§ **Dataset records**

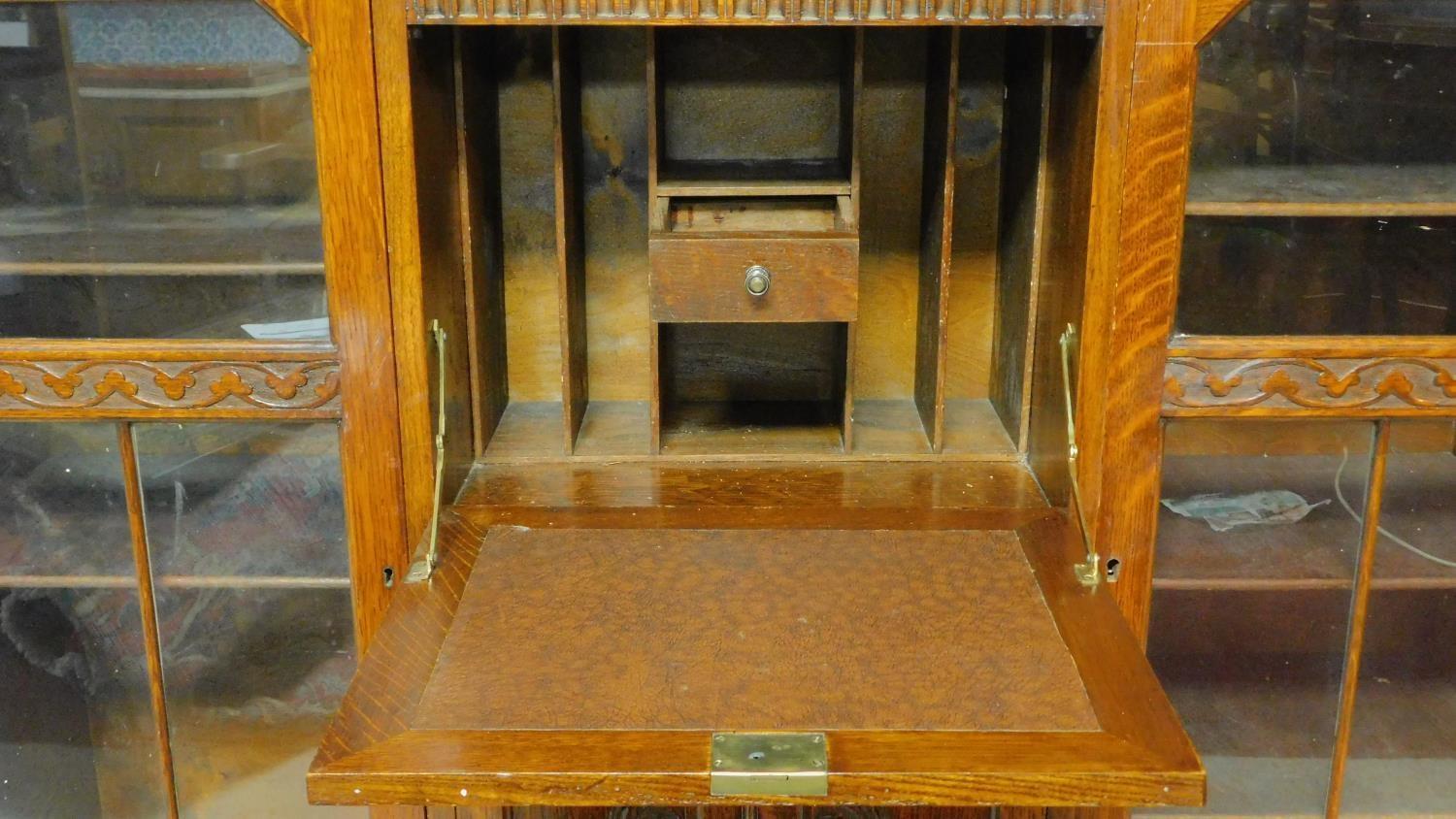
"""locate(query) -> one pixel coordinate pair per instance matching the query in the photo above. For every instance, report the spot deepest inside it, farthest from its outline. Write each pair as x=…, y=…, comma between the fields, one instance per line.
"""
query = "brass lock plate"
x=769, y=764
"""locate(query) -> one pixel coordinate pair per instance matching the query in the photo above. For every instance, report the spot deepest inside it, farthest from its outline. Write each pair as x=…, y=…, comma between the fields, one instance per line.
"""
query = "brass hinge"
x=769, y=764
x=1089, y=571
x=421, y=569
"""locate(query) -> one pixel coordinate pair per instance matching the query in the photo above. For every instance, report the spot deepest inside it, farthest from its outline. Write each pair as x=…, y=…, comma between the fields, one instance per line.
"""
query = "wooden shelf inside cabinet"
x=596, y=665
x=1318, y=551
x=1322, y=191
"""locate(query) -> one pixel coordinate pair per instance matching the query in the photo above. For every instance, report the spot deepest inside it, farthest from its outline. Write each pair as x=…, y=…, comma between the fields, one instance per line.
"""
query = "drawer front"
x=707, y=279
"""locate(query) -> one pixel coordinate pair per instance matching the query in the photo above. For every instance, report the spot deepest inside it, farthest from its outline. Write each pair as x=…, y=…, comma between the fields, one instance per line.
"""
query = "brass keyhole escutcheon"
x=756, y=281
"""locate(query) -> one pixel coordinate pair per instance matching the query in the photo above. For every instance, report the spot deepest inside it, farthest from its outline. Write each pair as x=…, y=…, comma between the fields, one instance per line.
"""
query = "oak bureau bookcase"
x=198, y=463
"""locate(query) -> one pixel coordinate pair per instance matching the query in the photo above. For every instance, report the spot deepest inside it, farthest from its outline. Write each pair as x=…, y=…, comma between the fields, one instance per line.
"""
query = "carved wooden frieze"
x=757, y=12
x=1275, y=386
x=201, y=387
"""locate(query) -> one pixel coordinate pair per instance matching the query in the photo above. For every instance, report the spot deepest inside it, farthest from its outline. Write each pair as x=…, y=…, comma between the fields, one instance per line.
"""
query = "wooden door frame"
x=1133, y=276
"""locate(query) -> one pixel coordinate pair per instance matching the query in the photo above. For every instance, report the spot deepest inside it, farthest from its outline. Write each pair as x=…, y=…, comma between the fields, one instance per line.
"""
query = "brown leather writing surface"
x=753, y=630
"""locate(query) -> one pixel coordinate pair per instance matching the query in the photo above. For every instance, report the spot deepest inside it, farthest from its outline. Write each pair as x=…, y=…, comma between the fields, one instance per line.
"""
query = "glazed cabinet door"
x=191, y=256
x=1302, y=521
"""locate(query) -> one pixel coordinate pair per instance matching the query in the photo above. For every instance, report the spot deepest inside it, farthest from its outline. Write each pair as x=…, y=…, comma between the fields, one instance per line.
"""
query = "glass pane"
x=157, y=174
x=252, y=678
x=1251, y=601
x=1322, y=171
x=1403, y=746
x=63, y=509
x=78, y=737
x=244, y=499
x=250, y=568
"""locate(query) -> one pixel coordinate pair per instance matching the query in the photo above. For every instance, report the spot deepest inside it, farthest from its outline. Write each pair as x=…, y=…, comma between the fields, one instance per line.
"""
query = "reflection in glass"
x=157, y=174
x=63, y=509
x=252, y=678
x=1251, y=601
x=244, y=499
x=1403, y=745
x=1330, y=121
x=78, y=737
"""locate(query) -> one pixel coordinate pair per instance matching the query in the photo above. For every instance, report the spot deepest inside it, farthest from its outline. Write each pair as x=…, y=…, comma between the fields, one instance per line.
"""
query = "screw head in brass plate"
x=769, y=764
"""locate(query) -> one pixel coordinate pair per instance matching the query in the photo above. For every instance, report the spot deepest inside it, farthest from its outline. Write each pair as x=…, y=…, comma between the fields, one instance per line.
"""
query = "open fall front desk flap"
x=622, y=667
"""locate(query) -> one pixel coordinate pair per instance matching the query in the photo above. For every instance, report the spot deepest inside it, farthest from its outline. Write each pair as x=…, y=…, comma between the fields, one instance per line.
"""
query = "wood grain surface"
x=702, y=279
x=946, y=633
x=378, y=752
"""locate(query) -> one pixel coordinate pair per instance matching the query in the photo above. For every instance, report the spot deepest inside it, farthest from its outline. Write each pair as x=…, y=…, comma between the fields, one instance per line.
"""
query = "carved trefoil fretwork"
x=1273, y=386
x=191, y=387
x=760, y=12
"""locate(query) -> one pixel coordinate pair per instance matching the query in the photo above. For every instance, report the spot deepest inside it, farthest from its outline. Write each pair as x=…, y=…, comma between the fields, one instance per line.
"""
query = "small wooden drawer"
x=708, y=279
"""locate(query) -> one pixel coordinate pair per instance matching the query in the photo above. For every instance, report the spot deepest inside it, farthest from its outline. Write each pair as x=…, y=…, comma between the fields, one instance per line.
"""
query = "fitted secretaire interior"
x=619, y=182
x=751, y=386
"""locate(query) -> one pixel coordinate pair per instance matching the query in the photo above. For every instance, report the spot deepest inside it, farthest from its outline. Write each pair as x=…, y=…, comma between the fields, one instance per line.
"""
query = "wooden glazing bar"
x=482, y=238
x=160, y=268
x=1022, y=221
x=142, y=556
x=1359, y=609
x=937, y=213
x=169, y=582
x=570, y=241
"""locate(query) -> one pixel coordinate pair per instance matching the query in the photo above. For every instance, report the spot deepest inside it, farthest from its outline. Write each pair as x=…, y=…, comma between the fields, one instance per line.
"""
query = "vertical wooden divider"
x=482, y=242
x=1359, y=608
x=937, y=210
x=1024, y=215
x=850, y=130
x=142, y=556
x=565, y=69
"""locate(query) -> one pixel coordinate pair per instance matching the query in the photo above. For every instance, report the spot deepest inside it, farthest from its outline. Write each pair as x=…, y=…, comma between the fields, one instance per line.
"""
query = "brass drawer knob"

§ **Written request**
Rescale the listing above, starting at its beginning and ending at the line containing "x=201, y=387", both included, and give those lines alone with the requests kept. Multiply every answer coordinate by 0.5 and round to whole numbers with halves going up, and leave the pictures out.

§ **Finished exercise**
"""locate(query) -> one pixel coordinate pair per instance matching the query in the photo above. For every instance, report the spot deepest inside it, farthest from its outline. Write each pair as x=…, y=…, comma between the fields, one instance per line.
"""
query = "brass lock plate"
x=385, y=382
"""locate(query) -> one pixel coordinate pair per instance matching the query in the photo above. For every instance, report the spot deepest inside it, farthest from its outline. Write each pair as x=…, y=…, comma between the fields, one instance per line.
"""
query = "brass hinge"
x=385, y=382
x=545, y=286
x=211, y=285
"""locate(query) -> one pixel coordinate pair per instance matching the query in the photo above. For every instance, report the spot deepest inside it, farthest from its outline. Write each pair as x=…, y=…, comma between the fields, one instance per line.
"""
query = "wooden shelf inside cabinet"
x=298, y=333
x=659, y=276
x=661, y=96
"""locate(query) -> one pixel coordinate pair per instance matching the query in the photo above. For every instance, report the spot deepest inside it, farthest from its outline. Write each pair as x=…, y=…, comma between the fields, one instance per line.
"""
query = "drawer front"
x=354, y=140
"""locate(query) -> one pixel coordinate pair per instance matching the query in the photo above. For every instance, report the spot deepest inside it, farthest from its outline. Write each pair as x=…, y=…, comma between the fields, one instance per line.
"""
query = "brass keyhole escutcheon"
x=378, y=141
"""locate(query) -> one pixel coordinate pair per instance matching the query in the photo above. For every instance, report the spot deepest inside it, farthest from its outline. Write each pair as x=…, y=…, comma between the fields, one instance per line.
"""
query = "oak bureau bookcase"
x=99, y=232
"""locate(query) -> one pixel coordinate pair per instance matching the query in the photo above. For every instance, report the spot deepest inside it, farthest from its outline. Write each pair as x=…, y=…, comma between the fields, one instance per line.
"""
query = "carved wooden frieze"
x=379, y=6
x=638, y=193
x=101, y=194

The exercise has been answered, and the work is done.